• _LAVORO DA SVOLGERE_
[1] Elenca tutti i nomi propri di persone e di partiti che compaiono nel commento sull'accordo tra Bonacci e Capalbo, senza ripetizioni.
[2] Rispondi alle domande seguenti sul commento sull'accordo tra Bonacci e Capalbo, indicando ciascuna risposta con la stessa lettera della domanda.
(a) In quale anno Bonacci si era candidato a sindaco?
(b) Quale legittimità dell'accordo è stata contestata?
(c) A che cosa hanno aderito Bonacci e Articolo Uno?
[3] Prosegui il commento sull'accordo tra Bonacci e Capalbo, riprendendo subito dopo la sua ultima frase.

Sull’ingresso di Mario Bonacci ci siamo già espressi e, a distanza di anni, continuiamo a pensarlo come un atto “innaturale”. Bonacci nel 2017 si era candidato a sindaco in netta contrapposizione a Capalbo. I due politicamente hanno la medesima provenienza, quindi un elettorato di riferimento comune, e questo ha reso la contesa ancora più marcata.
In avvio di legislatura, e dopo una dura campagna elettorale, vi sono stati momenti di forte tensione, anche personale, tra i due, e questo ha reso ancor più inspiegabile la successiva decisone di un matrimonio politico, consumato in barba ai risultati delle elezioni e agli impegni assunti in campagna elettorale.
Sia Capalbo che Bonacci si sono affrettati a dire che tutto è avvenuto con il coinvolgimento dei rispettivi partiti, ma il punto non è questo. Nessuno ha mai contestato la legittimità formale dell’accordo, ma quella politica.
Se in campagna elettorale rappresentavano proposte antitetiche, un processo di sintesi programmatica non c’è mai stato, c’è stata solo l’adesione di Bonacci e di Articolo Uno alla maggioranza e se c’è chi, tra quelli che li hanno votati, si sente “tradito” da questo passaggio, nessuno si può arrogare il diritto di dargli torto.

• _MATERIALE RACCOLTO_
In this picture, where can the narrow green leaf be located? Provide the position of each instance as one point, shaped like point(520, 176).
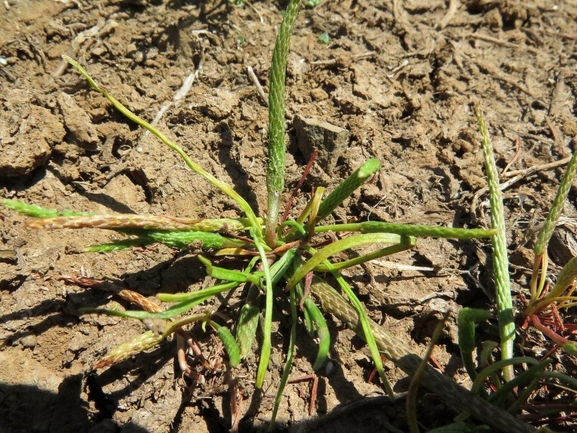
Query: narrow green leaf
point(346, 187)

• _INSIEME DELLE RISPOSTE_
[1]
- Mario Bonacci
- Capalbo
- Articolo Uno

[2]
(a) Nel 2017.
(b) Quella politica, non quella formale.
(c) Alla maggioranza.

[3]
Per quanto riguarda l’aspetto amministrativo, Capalbo in questa esperienza di governo ha dovuto affrontare una canonizzazione, un dissesto finanziario e una pandemia, cioè eventi più unici che rari. Niente male.
Sul ritorno turistico e sull’indotto derivante dall’arrivo in città dei pellegrini qualche errore di programmazione è evidente. Quel necessario ruolo di coordinamento delle iniziative imprenditoriali non c’è stato, o almeno nessuno se n’è accorto. Questo tuttavia non alleggerisce le responsabilità del mondo imprenditoriale acrese, che sulle possibili ricadute della canonizzazione dire che è stato assente è un eufemismo.
In ordine al dissesto, le opposizioni dicono che il piano di risanamento è stato un atto dovuto. Questo è vero, ma la capacità di un governo rispetto a un altro è quella di gestire un quinquennio fatto di lacrime, sudore e sangue. E questo è un risultato che Capalbo e la sua coalizione si giocheranno in campagna elettorale.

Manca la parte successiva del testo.